> [RECORDS FOR THE EXERCISE]

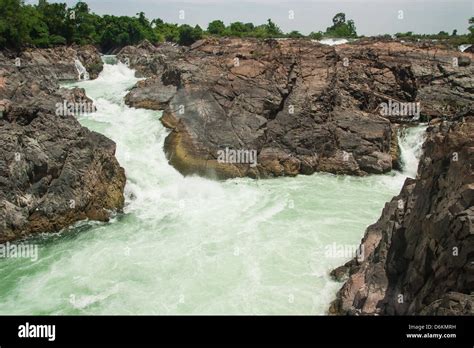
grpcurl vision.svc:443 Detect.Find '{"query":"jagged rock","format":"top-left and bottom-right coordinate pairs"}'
top-left (420, 292), bottom-right (474, 315)
top-left (117, 41), bottom-right (184, 78)
top-left (124, 76), bottom-right (177, 110)
top-left (0, 46), bottom-right (125, 243)
top-left (119, 38), bottom-right (473, 179)
top-left (329, 116), bottom-right (474, 315)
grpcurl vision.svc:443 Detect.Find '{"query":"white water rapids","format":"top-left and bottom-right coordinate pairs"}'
top-left (0, 62), bottom-right (426, 314)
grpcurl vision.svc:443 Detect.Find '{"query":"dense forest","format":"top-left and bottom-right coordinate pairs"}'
top-left (0, 0), bottom-right (472, 51)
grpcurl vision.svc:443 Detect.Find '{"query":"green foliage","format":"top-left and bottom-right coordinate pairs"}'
top-left (325, 12), bottom-right (357, 38)
top-left (177, 24), bottom-right (203, 45)
top-left (152, 19), bottom-right (178, 42)
top-left (207, 20), bottom-right (225, 35)
top-left (308, 31), bottom-right (323, 40)
top-left (0, 2), bottom-right (471, 51)
top-left (469, 17), bottom-right (474, 42)
top-left (394, 21), bottom-right (473, 45)
top-left (0, 0), bottom-right (29, 49)
top-left (288, 30), bottom-right (304, 38)
top-left (266, 19), bottom-right (282, 37)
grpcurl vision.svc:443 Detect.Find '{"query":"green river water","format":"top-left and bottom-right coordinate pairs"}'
top-left (0, 62), bottom-right (426, 314)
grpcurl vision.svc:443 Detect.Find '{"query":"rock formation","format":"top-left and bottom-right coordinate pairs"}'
top-left (329, 116), bottom-right (474, 315)
top-left (0, 46), bottom-right (125, 243)
top-left (119, 38), bottom-right (473, 179)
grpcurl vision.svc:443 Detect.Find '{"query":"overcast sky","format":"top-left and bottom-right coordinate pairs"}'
top-left (33, 0), bottom-right (473, 35)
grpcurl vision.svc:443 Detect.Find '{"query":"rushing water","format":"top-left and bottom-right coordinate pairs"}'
top-left (0, 62), bottom-right (426, 314)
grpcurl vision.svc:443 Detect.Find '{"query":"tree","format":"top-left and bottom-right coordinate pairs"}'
top-left (395, 31), bottom-right (413, 38)
top-left (207, 20), bottom-right (225, 35)
top-left (36, 0), bottom-right (68, 45)
top-left (308, 31), bottom-right (323, 40)
top-left (469, 17), bottom-right (474, 42)
top-left (288, 30), bottom-right (303, 38)
top-left (23, 4), bottom-right (50, 47)
top-left (0, 0), bottom-right (29, 49)
top-left (325, 12), bottom-right (357, 38)
top-left (347, 20), bottom-right (356, 37)
top-left (137, 11), bottom-right (148, 27)
top-left (332, 13), bottom-right (346, 27)
top-left (229, 21), bottom-right (250, 36)
top-left (266, 18), bottom-right (282, 37)
top-left (178, 24), bottom-right (202, 45)
top-left (244, 23), bottom-right (254, 32)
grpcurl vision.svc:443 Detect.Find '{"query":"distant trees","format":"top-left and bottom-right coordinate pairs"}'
top-left (308, 31), bottom-right (324, 40)
top-left (325, 12), bottom-right (357, 38)
top-left (288, 30), bottom-right (304, 38)
top-left (470, 17), bottom-right (474, 41)
top-left (394, 18), bottom-right (474, 44)
top-left (0, 0), bottom-right (29, 48)
top-left (266, 19), bottom-right (283, 37)
top-left (0, 1), bottom-right (471, 51)
top-left (207, 20), bottom-right (225, 35)
top-left (178, 25), bottom-right (203, 45)
top-left (206, 18), bottom-right (283, 38)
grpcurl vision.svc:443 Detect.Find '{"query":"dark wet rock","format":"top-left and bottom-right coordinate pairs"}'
top-left (419, 292), bottom-right (474, 315)
top-left (0, 46), bottom-right (125, 243)
top-left (117, 41), bottom-right (184, 78)
top-left (329, 116), bottom-right (474, 315)
top-left (124, 76), bottom-right (177, 110)
top-left (120, 38), bottom-right (473, 179)
top-left (330, 264), bottom-right (352, 282)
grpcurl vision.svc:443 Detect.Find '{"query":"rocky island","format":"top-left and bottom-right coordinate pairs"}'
top-left (119, 38), bottom-right (472, 179)
top-left (0, 46), bottom-right (125, 242)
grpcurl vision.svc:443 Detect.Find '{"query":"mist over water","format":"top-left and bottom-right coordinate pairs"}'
top-left (0, 62), bottom-right (426, 314)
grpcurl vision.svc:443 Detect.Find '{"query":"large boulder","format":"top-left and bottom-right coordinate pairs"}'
top-left (0, 46), bottom-right (125, 243)
top-left (119, 38), bottom-right (473, 179)
top-left (329, 115), bottom-right (474, 315)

> [HOW TO COMPLETE THIS TASK]
Could you print all of the entries above exactly as written, minus the pictures?

> [ANSWER TO THE PROBLEM]
grpcurl vision.svc:443 Detect.Find '{"query":"jagged rock","format":"top-left and bottom-right coordinate pairs"}'
top-left (420, 292), bottom-right (474, 315)
top-left (117, 41), bottom-right (184, 78)
top-left (124, 76), bottom-right (177, 110)
top-left (0, 46), bottom-right (125, 243)
top-left (119, 38), bottom-right (473, 179)
top-left (329, 116), bottom-right (474, 315)
grpcurl vision.svc:443 Detect.Find '{"query":"white water rapids","format":"top-left and bottom-right coordinate pairs"}'
top-left (0, 62), bottom-right (426, 314)
grpcurl vision.svc:443 Detect.Find '{"query":"dense forest","format":"top-left and bottom-right coordinate pairs"}'
top-left (0, 0), bottom-right (472, 51)
grpcurl vision.svc:443 Detect.Find '{"query":"green foliage","format":"top-left and bottom-right coordinate pairs"}'
top-left (325, 12), bottom-right (357, 38)
top-left (177, 24), bottom-right (203, 45)
top-left (152, 19), bottom-right (178, 42)
top-left (207, 20), bottom-right (225, 35)
top-left (308, 31), bottom-right (323, 40)
top-left (0, 2), bottom-right (471, 51)
top-left (469, 17), bottom-right (474, 42)
top-left (394, 21), bottom-right (473, 45)
top-left (0, 0), bottom-right (29, 49)
top-left (288, 30), bottom-right (304, 38)
top-left (266, 19), bottom-right (282, 37)
grpcurl vision.svc:443 Detect.Find '{"query":"green river water","format":"top-left and bottom-right coordinate pairs"}'
top-left (0, 62), bottom-right (426, 314)
grpcurl vision.svc:443 Detect.Find '{"query":"rock formation","format":"top-left and bottom-right coordinate pairs"}'
top-left (329, 116), bottom-right (474, 315)
top-left (0, 46), bottom-right (125, 243)
top-left (119, 38), bottom-right (473, 179)
grpcurl vision.svc:443 Detect.Find '{"query":"overcast sky","format":"top-left and bottom-right coordinate pairs"}'
top-left (33, 0), bottom-right (473, 35)
grpcurl vision.svc:443 Detect.Find '{"query":"rushing water","format":"top-left and bottom-right coordinate pairs"}'
top-left (0, 62), bottom-right (426, 314)
grpcurl vision.svc:443 Detect.Find '{"query":"tree","format":"top-left and bottom-right coordinate pairs"}'
top-left (395, 31), bottom-right (413, 38)
top-left (207, 20), bottom-right (225, 35)
top-left (36, 0), bottom-right (68, 45)
top-left (308, 31), bottom-right (323, 40)
top-left (469, 17), bottom-right (474, 42)
top-left (288, 30), bottom-right (303, 38)
top-left (23, 4), bottom-right (50, 47)
top-left (0, 0), bottom-right (29, 49)
top-left (325, 12), bottom-right (357, 38)
top-left (347, 20), bottom-right (356, 37)
top-left (137, 11), bottom-right (148, 27)
top-left (332, 13), bottom-right (346, 27)
top-left (229, 21), bottom-right (250, 36)
top-left (266, 18), bottom-right (282, 37)
top-left (178, 24), bottom-right (202, 45)
top-left (244, 23), bottom-right (254, 32)
grpcurl vision.svc:443 Detect.Find '{"query":"distant trees","format":"top-left and bottom-right coordinate pairs"}'
top-left (308, 31), bottom-right (324, 40)
top-left (325, 12), bottom-right (357, 38)
top-left (288, 30), bottom-right (304, 38)
top-left (470, 17), bottom-right (474, 41)
top-left (394, 18), bottom-right (474, 44)
top-left (0, 0), bottom-right (29, 48)
top-left (266, 19), bottom-right (283, 37)
top-left (0, 1), bottom-right (471, 51)
top-left (207, 20), bottom-right (225, 35)
top-left (178, 25), bottom-right (203, 45)
top-left (206, 18), bottom-right (283, 38)
grpcurl vision.svc:443 Detect.Find '{"query":"dark wet rock","format":"top-left and bottom-right coordinate pairs"}'
top-left (419, 292), bottom-right (474, 315)
top-left (0, 46), bottom-right (125, 243)
top-left (117, 41), bottom-right (184, 78)
top-left (329, 116), bottom-right (474, 315)
top-left (124, 76), bottom-right (177, 110)
top-left (120, 38), bottom-right (473, 179)
top-left (330, 264), bottom-right (352, 282)
grpcurl vision.svc:443 Detect.Find '{"query":"rocky island","format":"top-left and bottom-right coordinate pairs"}'
top-left (119, 38), bottom-right (472, 179)
top-left (0, 46), bottom-right (125, 242)
grpcurl vision.svc:443 Detect.Find '{"query":"mist over water","format":"top-left and bottom-right coordinate pairs"}'
top-left (0, 62), bottom-right (426, 314)
grpcurl vision.svc:443 Detect.Find '{"query":"large boulder","format":"top-left and bottom-right coordinate pairs"}'
top-left (0, 46), bottom-right (125, 243)
top-left (119, 38), bottom-right (473, 179)
top-left (329, 115), bottom-right (474, 315)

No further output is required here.